In the forum thread below about color-blocked camera photos, condense the paragraph beginning "Are you shooting these to the memory card" into a short bulleted list that keeps its main facts.

▸ Excerpt provided:
════════════════

# Colour blocked photos from Sony camera



## PatakAttack (May 14, 2018)

Greetings,
My DSC-H300 camera is randomly taking bad photos that have large portions of them blocked with a solid colour bar. See attached image.
For every 20 photos I take approximately 4 or 5 will have this problem.
Bought in Canada just over a year ago.
Any ideas if this fixable?
Cheers.


----------



## pm-r (May 17, 2009)

PatakAttack said:


> For every 20 photos I take approximately 4 or 5 will have this problem.


Have you contacted Sony Canada support or their technical department???

Is there any firmware update for the camera???



https://www.sony.ca/en/electronics/support/compact-cameras-dsc-h-series/dsc-h300/downloads?operating-system=mac_os_x_later



Maybe even try contacting a local Sony camera dealer for help or advice??? 

Would it help to do a_* Factory Reset???
Factory Reset
PERFORMING A HARD RESET IN SONY CYBER-SHOT DSC-H300*_








Performing a Hard Reset in Sony Cyber-shot DSC-H300


Performing a Hard Reset in Sony Cyber-shot DSC-H300 -




seventrumpet.com





Couldn't hurt to try as it's already broken and not working properly anyway... And isn't that why the reset exists anyway, for when things go Goofy??? 😏

- Patrick
=======-


----------



## CanadaRAM (Jul 24, 2005)

Are you shooting these to the memory card or the internal memory? What you are seeing is typical of file corruption in the picture file that is being stored. If shooting to a card, back the card up to your computer, and reformat it inside the camera and try again. Or try a new memory card. Only conclude that the camera is defective after you have eliminated the card as the source of error.


----------



## pm-r (May 17, 2009)

CanadaRAM said:


> Or try a new memory card.


That sounds like a good and probably preferred method to try... 


- Patrick
=======


----------



## PatakAttack (May 14, 2018)

pm-r said:


> Have you contacted Sony Canada support or their technical department???
> 
> Is there any firmware update for the camera???
> 
> ...


Thanks Patrick, did a factory reset but it didn't fix the problem. I've also switched the SSD card to see if that would fix it. Did a test roll. Stay tuned.


----------



## PatakAttack (May 14, 2018)

CanadaRAM said:


> Are you shooting these to the memory card or the internal memory? What you are seeing is typical of file corruption in the picture file that is being stored. If shooting to a card, back the card up to your computer, and reformat it inside the camera and try again. Or try a new memory card. Only conclude that the camera is defective after you have eliminated the card as the source of error.


I've reformatted and shot a rest roll. I haven't check the pics yet. Thanks for the suggestion.


----------



## pm-r (May 17, 2009)

════════════════

▸ Excerpted data:
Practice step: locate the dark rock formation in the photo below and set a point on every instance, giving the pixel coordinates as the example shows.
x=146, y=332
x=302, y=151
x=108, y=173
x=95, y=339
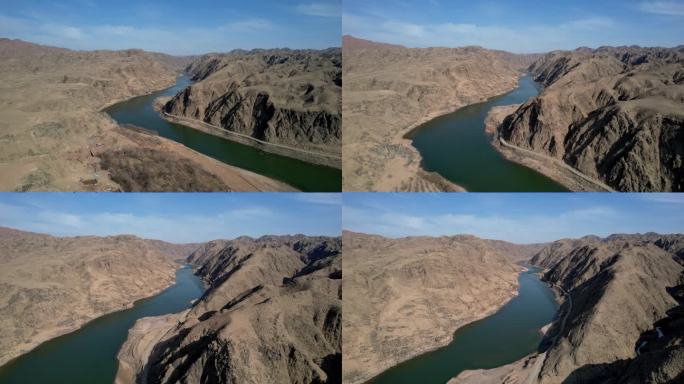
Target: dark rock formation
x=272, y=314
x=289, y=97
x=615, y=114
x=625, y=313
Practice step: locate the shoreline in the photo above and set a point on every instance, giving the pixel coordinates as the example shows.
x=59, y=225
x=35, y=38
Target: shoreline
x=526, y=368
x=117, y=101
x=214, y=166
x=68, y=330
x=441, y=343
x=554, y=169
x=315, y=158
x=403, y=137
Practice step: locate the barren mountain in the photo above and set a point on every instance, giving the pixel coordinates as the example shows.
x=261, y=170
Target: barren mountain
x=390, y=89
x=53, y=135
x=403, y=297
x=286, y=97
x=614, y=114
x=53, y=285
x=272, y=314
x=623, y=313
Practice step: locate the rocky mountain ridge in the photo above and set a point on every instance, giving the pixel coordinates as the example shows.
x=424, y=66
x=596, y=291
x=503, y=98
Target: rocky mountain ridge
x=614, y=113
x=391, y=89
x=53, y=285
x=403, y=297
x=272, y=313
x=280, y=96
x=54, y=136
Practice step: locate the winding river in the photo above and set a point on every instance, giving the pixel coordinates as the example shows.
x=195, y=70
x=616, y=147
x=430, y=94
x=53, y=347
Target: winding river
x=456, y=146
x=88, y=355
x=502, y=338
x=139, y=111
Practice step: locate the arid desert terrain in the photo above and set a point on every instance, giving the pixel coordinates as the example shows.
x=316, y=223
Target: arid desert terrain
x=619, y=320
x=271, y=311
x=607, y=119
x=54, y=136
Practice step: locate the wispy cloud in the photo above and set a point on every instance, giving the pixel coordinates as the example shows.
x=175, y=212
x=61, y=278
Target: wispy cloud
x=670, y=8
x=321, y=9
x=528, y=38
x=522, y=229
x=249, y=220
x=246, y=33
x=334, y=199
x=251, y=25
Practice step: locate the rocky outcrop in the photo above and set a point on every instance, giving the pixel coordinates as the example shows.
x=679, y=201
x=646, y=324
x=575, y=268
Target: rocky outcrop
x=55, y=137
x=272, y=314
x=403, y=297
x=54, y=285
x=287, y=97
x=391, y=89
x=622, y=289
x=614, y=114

════════════════

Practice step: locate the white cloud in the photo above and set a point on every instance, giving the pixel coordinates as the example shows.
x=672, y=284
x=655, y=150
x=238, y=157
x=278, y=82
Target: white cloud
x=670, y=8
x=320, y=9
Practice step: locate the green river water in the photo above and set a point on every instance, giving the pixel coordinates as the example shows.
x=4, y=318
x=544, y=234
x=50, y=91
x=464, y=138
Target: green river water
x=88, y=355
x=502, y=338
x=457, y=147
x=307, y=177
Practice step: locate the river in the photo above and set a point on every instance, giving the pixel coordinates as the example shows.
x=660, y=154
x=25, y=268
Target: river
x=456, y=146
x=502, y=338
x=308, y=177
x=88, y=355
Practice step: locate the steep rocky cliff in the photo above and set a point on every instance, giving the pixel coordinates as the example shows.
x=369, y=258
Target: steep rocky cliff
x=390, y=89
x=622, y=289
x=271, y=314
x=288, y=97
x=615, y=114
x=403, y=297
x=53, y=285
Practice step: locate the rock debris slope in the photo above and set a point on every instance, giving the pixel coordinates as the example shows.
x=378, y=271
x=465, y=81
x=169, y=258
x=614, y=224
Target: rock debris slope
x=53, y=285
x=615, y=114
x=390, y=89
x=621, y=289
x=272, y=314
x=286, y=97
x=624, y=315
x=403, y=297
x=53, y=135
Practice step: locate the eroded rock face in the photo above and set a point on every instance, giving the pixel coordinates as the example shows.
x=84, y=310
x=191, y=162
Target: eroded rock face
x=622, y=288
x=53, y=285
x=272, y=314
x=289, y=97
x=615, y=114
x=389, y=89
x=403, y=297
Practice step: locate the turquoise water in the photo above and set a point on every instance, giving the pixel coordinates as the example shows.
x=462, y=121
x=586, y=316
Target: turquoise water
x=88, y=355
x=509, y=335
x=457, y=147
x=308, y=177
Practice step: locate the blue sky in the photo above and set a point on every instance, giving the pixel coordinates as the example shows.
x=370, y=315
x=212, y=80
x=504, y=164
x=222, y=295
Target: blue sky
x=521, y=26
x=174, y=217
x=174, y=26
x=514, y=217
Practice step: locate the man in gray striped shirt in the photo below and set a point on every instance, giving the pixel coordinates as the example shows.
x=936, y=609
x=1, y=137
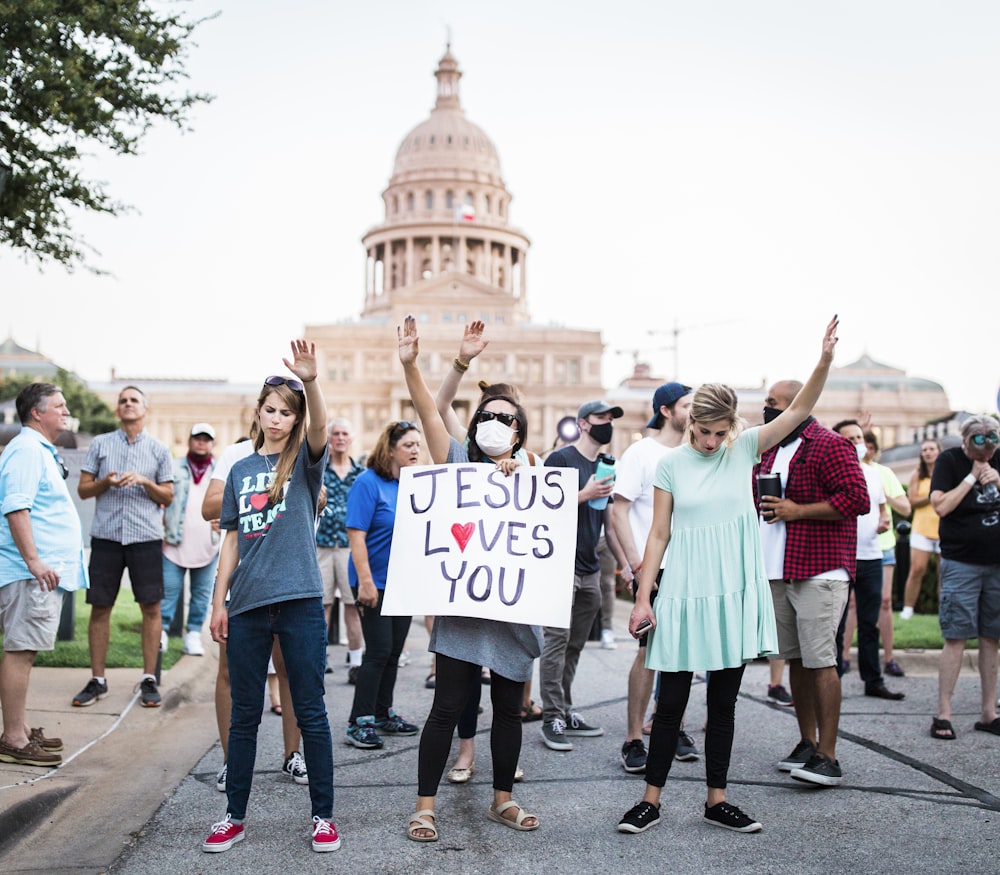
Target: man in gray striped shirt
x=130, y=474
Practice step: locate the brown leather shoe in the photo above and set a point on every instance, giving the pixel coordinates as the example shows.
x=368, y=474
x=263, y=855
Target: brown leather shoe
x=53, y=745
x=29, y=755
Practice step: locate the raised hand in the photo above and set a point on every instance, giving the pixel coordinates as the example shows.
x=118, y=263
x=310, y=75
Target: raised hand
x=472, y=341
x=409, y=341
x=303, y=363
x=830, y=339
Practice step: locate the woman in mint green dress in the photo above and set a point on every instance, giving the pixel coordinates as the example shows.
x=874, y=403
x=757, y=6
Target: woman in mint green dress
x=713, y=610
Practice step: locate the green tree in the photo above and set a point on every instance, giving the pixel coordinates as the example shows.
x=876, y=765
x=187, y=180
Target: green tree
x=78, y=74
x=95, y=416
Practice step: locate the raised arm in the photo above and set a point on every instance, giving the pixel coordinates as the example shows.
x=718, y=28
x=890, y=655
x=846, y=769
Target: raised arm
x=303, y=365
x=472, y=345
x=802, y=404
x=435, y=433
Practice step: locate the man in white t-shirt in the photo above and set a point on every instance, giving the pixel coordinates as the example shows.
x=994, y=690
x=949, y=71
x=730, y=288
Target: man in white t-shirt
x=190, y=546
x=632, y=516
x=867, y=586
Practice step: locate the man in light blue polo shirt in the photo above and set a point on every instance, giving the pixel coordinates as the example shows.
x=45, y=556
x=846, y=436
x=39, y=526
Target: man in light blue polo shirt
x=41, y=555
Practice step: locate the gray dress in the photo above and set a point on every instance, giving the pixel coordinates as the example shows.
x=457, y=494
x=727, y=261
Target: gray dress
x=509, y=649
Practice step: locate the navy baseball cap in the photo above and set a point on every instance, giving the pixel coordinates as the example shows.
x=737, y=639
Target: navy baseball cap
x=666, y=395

════════════════

▸ The completed task:
- Check whether the photos are saved to the memory card or to internal memory.
- Solid color blocks like these usually mean the stored picture file is corrupted.
- If using a card, back it up to a computer, reformat it in the camera, and test again.
- Or try a new memory card.
- Treat the camera as defective only after ruling out the card.